That’s equates to nearly 33 months of the sewage crisis in the South Bay.

“I live on the beach, so I know. I look at the beach every day and see the sign, ‘polluted water.’ I’m tired of seeing that sign,” Alice De La Torre, Imperial Beach resident, said.

“All of us in the South Bay area are breathing in these toxic fumes and odor daily,” Bobbi Otero, a South Bay resident, said.

Alvarez and others on Tuesday rallying to highlight the legislation he wrote and got passed called AJR 12. He said the issue has reached, “a level of significant importance.”

“This is another continuing effort to get the government to do what they need to do. We’re calling them out. We’re saying we know you can do this; now get your act together and do it,” Alvarez said.

The message from that resolution from the state legislature is to President Biden and Congress.

“That we want them to declare a state of emergency. So that they can provide all of the funding that’s necessary and also all of the processes, the bureaucratic hurdles that are in the way to solving this problem; take those down and get this fixed,” Alvarez said.

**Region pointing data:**
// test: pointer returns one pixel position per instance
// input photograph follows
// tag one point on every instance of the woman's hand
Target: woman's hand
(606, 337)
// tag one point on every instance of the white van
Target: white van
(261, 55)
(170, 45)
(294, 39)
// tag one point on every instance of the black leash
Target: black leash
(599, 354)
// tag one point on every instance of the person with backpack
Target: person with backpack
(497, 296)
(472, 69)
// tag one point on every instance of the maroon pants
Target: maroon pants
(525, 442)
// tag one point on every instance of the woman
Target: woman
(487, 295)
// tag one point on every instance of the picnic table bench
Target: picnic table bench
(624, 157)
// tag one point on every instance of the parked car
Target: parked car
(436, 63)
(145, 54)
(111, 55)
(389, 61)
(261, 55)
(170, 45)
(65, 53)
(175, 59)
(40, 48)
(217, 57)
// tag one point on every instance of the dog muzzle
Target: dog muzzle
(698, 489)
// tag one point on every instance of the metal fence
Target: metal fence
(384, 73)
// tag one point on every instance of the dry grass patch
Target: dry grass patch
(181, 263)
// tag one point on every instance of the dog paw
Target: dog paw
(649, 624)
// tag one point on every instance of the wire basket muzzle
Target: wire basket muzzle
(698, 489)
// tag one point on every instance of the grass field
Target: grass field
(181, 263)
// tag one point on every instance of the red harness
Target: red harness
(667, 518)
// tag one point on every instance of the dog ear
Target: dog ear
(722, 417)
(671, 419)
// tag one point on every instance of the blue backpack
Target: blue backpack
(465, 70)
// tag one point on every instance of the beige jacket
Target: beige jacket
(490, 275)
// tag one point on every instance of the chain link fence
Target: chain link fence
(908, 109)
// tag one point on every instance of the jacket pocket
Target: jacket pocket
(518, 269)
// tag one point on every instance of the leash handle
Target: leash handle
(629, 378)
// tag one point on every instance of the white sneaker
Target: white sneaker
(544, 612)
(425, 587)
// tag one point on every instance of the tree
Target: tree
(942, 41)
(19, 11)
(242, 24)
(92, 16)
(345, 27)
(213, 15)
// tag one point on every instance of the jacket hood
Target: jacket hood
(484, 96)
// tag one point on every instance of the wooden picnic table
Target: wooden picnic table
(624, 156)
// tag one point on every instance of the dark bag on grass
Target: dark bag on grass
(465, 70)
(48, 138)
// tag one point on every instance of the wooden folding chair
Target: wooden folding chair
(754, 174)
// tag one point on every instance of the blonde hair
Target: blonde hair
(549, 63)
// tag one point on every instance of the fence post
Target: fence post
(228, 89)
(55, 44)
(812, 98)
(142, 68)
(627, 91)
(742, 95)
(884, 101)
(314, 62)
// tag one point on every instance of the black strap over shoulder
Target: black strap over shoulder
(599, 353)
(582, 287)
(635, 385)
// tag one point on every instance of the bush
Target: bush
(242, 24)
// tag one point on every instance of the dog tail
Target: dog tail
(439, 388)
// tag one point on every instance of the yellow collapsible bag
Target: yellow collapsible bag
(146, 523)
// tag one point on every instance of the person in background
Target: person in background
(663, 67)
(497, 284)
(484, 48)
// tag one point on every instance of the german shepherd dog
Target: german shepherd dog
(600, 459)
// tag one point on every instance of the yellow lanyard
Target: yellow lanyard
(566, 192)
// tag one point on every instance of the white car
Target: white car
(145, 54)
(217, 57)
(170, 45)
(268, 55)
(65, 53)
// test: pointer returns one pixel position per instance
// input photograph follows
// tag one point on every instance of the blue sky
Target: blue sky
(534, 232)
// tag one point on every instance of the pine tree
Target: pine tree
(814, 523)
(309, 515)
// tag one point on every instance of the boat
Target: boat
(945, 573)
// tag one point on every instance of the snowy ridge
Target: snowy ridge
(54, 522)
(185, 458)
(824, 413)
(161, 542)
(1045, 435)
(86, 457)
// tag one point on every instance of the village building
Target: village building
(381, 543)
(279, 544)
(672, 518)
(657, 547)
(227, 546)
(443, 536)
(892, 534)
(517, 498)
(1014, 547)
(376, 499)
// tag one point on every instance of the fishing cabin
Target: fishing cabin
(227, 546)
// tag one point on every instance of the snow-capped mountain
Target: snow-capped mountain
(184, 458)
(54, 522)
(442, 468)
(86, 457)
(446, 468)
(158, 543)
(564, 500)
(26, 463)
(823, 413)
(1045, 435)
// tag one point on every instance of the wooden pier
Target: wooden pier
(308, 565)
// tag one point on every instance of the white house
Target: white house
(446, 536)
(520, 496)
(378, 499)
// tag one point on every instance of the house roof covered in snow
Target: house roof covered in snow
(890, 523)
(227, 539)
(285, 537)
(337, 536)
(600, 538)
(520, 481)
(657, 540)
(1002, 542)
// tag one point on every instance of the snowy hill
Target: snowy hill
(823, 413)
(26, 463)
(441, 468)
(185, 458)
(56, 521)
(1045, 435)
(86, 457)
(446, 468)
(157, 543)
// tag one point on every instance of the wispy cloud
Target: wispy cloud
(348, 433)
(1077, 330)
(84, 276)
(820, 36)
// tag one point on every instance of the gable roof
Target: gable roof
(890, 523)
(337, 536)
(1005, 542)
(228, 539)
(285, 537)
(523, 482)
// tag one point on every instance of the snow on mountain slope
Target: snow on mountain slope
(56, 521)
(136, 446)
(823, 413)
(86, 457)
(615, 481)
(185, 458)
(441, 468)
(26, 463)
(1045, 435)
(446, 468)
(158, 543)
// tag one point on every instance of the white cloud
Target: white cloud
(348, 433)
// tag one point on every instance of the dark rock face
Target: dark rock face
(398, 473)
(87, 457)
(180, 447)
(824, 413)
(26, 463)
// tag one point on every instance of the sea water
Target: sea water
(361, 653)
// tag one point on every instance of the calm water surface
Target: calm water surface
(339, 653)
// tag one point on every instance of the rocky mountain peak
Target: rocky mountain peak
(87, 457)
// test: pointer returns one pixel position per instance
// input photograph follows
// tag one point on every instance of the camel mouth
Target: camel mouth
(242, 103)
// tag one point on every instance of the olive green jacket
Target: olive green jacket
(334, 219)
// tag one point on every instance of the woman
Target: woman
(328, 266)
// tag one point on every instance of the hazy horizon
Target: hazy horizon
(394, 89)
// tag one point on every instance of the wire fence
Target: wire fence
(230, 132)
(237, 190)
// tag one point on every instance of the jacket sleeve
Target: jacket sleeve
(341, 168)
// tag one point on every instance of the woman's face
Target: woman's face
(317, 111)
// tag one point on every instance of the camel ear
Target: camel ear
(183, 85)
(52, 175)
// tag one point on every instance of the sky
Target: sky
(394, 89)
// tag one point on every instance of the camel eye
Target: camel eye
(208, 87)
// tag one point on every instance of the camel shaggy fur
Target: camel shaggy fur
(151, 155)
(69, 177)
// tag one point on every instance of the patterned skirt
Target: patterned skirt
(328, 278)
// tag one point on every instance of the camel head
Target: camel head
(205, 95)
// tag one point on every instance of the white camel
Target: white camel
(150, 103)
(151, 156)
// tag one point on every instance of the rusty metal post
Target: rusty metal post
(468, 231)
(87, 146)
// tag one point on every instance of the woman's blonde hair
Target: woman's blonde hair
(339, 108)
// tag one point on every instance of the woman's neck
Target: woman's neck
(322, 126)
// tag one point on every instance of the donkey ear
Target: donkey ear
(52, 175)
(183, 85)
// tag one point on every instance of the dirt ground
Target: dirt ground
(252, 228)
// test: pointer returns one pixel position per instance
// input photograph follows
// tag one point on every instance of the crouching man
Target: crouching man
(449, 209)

**TASK INSTRUCTIONS:** Continue the article about the South Bay sewage crisis, picking up after its final sentence.

**EXERCISE RESULT:**
It’s something those who call Imperial Beach home have been asking for for years.

“I mean just come and experience what we’re experiencing on a daily basis. This is an emergency, and we need the intervention our Governor and our President,” Aguirre said.

“Way before any other emergency. We have as much need and we’ve been waiting long enough,” De La Torre said.

Waiting to enjoy the cool and clean ocean during a heat wave like this one.

"Thousands of children that live in this area have not had a beach. They don't know what a beach is; to go into the water,” De La Torre said.